→ **Brief**: Your output should be the line with "Objective: a point on each instance of the white ambulance" plus all following lines to the end of the records, exactly as written and nothing more.

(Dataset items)
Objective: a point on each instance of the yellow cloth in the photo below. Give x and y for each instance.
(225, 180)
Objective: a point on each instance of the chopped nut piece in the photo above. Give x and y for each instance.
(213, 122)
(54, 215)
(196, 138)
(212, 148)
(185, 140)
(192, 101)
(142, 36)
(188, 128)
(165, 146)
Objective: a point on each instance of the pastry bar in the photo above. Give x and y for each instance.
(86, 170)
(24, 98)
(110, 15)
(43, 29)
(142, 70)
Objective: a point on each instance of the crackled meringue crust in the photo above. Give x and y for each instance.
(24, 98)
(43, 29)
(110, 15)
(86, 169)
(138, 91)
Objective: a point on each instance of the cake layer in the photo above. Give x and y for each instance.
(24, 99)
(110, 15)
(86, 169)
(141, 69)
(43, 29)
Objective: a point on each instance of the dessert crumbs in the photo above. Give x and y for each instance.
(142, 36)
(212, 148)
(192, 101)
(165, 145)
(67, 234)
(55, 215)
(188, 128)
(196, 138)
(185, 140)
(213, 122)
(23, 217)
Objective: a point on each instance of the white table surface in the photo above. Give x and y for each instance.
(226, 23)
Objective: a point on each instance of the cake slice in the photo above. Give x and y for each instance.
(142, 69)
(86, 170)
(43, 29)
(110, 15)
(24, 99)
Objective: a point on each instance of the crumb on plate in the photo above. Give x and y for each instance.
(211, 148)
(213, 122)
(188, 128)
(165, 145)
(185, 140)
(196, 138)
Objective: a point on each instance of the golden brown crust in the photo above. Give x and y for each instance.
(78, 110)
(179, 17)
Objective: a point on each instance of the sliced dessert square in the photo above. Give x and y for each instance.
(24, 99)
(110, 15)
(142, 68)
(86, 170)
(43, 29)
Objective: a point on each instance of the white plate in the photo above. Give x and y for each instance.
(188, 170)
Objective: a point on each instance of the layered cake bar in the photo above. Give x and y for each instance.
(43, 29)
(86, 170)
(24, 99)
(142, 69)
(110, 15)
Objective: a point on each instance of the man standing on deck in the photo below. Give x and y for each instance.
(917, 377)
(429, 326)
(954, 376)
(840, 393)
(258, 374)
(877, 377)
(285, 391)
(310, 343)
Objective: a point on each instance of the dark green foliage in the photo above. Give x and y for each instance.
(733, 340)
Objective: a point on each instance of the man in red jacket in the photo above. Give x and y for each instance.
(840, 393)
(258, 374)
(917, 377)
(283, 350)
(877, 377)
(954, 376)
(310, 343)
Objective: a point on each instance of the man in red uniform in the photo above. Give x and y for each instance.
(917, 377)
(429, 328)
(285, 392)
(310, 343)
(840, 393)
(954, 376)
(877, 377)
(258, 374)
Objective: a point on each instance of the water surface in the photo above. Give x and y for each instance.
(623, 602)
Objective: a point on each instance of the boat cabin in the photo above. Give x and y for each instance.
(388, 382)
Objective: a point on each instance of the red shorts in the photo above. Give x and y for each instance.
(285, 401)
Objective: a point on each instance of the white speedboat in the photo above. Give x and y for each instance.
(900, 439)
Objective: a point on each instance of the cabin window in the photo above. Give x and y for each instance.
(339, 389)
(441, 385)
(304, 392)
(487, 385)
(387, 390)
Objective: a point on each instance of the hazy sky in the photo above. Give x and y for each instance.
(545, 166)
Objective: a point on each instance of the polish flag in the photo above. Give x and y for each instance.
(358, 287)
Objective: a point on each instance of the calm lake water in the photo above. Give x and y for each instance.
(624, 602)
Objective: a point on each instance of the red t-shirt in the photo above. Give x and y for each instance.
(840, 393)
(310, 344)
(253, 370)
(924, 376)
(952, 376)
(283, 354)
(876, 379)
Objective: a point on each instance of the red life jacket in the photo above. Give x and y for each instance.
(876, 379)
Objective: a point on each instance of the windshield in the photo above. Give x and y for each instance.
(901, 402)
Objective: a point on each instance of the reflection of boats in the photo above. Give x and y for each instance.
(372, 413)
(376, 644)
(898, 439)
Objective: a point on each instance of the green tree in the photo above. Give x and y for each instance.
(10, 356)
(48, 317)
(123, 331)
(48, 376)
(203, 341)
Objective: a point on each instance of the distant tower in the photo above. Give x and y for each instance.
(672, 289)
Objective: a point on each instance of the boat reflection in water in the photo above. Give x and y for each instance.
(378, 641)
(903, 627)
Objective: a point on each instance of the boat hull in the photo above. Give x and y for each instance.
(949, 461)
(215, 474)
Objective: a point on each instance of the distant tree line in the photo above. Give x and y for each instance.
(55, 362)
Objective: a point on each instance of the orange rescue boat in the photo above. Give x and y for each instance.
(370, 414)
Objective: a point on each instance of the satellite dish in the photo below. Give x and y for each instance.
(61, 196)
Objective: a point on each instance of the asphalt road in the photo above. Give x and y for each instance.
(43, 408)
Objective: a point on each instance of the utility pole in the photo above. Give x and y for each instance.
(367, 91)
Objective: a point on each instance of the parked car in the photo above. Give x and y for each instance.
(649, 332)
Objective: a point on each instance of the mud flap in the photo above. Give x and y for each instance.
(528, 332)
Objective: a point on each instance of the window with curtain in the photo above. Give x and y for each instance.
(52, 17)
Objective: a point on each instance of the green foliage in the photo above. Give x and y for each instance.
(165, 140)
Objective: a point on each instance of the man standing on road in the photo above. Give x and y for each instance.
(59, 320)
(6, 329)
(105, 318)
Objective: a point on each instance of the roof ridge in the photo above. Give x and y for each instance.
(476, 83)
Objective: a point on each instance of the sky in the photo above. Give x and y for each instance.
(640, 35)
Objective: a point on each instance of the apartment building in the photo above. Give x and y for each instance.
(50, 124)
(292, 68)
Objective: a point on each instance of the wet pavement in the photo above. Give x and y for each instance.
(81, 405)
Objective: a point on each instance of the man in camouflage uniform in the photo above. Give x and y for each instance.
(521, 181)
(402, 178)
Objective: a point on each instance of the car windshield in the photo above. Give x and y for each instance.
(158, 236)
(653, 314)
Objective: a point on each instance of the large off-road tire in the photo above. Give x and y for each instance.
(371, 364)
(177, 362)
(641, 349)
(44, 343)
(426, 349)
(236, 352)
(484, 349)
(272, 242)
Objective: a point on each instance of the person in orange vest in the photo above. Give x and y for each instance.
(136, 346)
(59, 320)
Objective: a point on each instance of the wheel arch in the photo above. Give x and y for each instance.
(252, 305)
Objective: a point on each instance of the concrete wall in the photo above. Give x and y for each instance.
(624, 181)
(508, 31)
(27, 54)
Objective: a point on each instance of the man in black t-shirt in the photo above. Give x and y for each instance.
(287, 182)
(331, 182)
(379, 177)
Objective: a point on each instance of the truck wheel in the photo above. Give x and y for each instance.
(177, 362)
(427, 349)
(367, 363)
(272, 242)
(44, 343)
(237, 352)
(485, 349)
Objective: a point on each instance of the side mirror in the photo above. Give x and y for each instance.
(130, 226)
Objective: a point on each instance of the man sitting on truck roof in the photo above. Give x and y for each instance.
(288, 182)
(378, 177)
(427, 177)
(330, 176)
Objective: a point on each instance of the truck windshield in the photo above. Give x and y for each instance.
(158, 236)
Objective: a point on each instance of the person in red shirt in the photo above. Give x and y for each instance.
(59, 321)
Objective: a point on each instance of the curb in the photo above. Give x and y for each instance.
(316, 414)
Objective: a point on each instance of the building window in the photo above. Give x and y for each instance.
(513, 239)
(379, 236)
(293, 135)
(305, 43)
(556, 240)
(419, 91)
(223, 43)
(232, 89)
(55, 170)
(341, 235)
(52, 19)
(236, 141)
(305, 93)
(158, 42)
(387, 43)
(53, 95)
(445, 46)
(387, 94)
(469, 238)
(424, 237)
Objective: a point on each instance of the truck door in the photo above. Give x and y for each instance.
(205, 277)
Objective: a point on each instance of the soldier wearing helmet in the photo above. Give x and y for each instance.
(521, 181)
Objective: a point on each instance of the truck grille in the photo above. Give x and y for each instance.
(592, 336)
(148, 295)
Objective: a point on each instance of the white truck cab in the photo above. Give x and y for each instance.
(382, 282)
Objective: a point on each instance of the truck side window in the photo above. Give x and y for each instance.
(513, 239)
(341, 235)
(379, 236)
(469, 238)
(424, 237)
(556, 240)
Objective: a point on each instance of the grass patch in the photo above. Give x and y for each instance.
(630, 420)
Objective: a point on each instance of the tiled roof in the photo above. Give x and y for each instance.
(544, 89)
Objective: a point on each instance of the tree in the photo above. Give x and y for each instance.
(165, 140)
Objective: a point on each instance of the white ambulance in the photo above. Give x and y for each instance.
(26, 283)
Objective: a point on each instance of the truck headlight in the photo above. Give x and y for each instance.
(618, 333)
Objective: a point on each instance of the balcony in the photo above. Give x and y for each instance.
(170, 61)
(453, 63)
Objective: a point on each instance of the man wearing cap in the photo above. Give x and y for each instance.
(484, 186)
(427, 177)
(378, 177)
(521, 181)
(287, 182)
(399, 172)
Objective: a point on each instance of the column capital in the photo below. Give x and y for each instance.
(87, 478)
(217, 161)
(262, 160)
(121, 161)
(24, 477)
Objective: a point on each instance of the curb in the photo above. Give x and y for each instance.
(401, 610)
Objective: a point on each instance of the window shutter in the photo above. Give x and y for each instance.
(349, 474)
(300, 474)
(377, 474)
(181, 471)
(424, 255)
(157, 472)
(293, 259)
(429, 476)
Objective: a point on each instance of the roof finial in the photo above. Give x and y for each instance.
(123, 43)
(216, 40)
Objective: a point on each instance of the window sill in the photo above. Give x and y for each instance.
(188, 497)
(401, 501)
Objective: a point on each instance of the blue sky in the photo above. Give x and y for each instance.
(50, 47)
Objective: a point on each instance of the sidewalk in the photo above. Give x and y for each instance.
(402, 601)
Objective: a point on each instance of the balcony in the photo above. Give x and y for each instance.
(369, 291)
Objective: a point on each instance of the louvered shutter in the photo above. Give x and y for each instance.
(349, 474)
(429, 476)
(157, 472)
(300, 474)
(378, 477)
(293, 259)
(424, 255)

→ **Written answer**:
Objective: a point on each instance of the white ambulance in the photo above. Give x and y for each instance.
(26, 283)
Objective: a point on each instance of the truck headlight in the photo above. Give x and y for each instance.
(618, 333)
Objective: a point on each instance of the balcony in the photo above. Give x and y for each instance.
(170, 61)
(453, 63)
Objective: a point on each instance of the man wearing cap in the photo above. Give x and y for each instance.
(484, 186)
(427, 177)
(378, 177)
(521, 181)
(287, 182)
(399, 172)
Objective: a point on each instance of the column capital in the photo below. Give x and y for each instance.
(87, 478)
(217, 161)
(262, 160)
(121, 161)
(24, 477)
Objective: a point on each instance of the curb in the photo above. Give x and y for each instance.
(401, 610)
Objective: a point on each instance of the window shutter in the photo above. Give x and y for each instance.
(349, 474)
(300, 474)
(377, 474)
(181, 471)
(424, 255)
(157, 472)
(293, 259)
(429, 476)
Objective: a point on each instance of the roof finial in the photo above. Give x and y for each instance.
(123, 43)
(216, 40)
Objective: a point on each instance of the window sill in the photo above. Give x and y for each instance.
(188, 497)
(401, 501)
Objective: a point on each instance of the blue sky in the photo above. Give x and y for each instance.
(50, 47)
Objective: a point on each instance of the sidewalk in the photo above. Give x and y for each instance.
(402, 601)
Objective: a point on each instance of the balcony in the photo above. Give x and y for each instance.
(369, 291)
Objective: a point on each instance of the louvered shutter in the photo above. Give x and y for each instance.
(349, 474)
(429, 476)
(157, 472)
(300, 474)
(378, 477)
(293, 259)
(424, 255)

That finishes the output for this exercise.